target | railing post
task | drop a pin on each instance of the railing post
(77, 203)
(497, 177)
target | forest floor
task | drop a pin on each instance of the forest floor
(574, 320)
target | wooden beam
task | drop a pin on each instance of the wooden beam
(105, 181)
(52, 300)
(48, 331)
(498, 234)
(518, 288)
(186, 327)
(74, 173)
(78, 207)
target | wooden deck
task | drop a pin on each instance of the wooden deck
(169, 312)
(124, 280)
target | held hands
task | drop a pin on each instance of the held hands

- [Problem]
Copy all of the records above word for word, keeping every line in its original order and form.

- [Solution to the exercise]
target | railing post
task | drop a pin on each instance of the railing post
(77, 203)
(497, 177)
target | forest floor
task | drop a pin on each instance of the forest floor
(574, 320)
target | wooden beam
task | drop a pin on each instance of the wooden beam
(105, 181)
(52, 300)
(48, 331)
(498, 234)
(518, 288)
(186, 327)
(74, 173)
(78, 207)
target | wooden deck
task | drop a pin on each instance of the wooden deck
(169, 312)
(124, 280)
target | held hands
task | drop a pin on each instance of the held hands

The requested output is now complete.